#### EXERCISE MATERIALS ####

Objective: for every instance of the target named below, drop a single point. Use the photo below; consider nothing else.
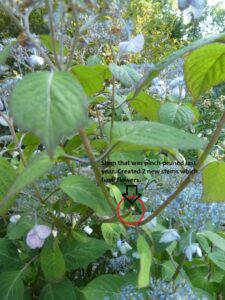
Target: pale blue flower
(37, 235)
(14, 218)
(134, 45)
(192, 249)
(123, 246)
(169, 235)
(196, 6)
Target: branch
(95, 168)
(75, 38)
(87, 161)
(188, 179)
(52, 31)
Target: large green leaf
(37, 166)
(128, 169)
(58, 291)
(146, 105)
(107, 287)
(17, 230)
(145, 261)
(52, 261)
(89, 78)
(176, 115)
(213, 180)
(7, 176)
(204, 68)
(112, 231)
(9, 256)
(82, 190)
(153, 134)
(125, 74)
(78, 253)
(11, 286)
(50, 104)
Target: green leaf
(46, 41)
(129, 169)
(94, 60)
(89, 78)
(146, 105)
(76, 188)
(112, 231)
(153, 134)
(125, 74)
(11, 286)
(217, 240)
(218, 258)
(78, 253)
(52, 261)
(213, 179)
(4, 54)
(7, 176)
(58, 291)
(37, 166)
(176, 115)
(204, 68)
(168, 270)
(17, 230)
(194, 109)
(145, 261)
(9, 256)
(199, 278)
(106, 287)
(41, 101)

####

• PROBLEM DESCRIPTION
Please recast all the lines above as a JSON list of strings, one string per line, skipping blank lines and leaving out the picture.

• CORRECT OUTPUT
[
  "Objective: for every instance of the target named below, drop a single point. Use the photo below; consider nothing else.",
  "Target: pale blue flower",
  "(37, 235)",
  "(14, 218)",
  "(134, 45)",
  "(192, 249)",
  "(123, 246)",
  "(169, 235)",
  "(196, 6)",
  "Target: branch",
  "(95, 168)",
  "(75, 38)",
  "(87, 161)",
  "(188, 179)",
  "(52, 31)",
  "Target: large green leaf",
  "(37, 166)",
  "(128, 169)",
  "(58, 291)",
  "(146, 105)",
  "(107, 287)",
  "(17, 230)",
  "(145, 261)",
  "(52, 261)",
  "(89, 78)",
  "(176, 115)",
  "(213, 180)",
  "(7, 176)",
  "(204, 68)",
  "(112, 231)",
  "(9, 256)",
  "(82, 190)",
  "(153, 134)",
  "(125, 74)",
  "(78, 253)",
  "(11, 286)",
  "(50, 104)",
  "Target: green leaf",
  "(46, 41)",
  "(129, 169)",
  "(94, 60)",
  "(89, 78)",
  "(146, 105)",
  "(76, 188)",
  "(112, 231)",
  "(153, 134)",
  "(125, 74)",
  "(11, 286)",
  "(217, 240)",
  "(218, 258)",
  "(78, 253)",
  "(52, 261)",
  "(213, 179)",
  "(4, 54)",
  "(7, 176)",
  "(58, 291)",
  "(37, 166)",
  "(176, 115)",
  "(204, 68)",
  "(168, 270)",
  "(17, 230)",
  "(194, 109)",
  "(145, 261)",
  "(9, 256)",
  "(199, 278)",
  "(106, 287)",
  "(41, 101)"
]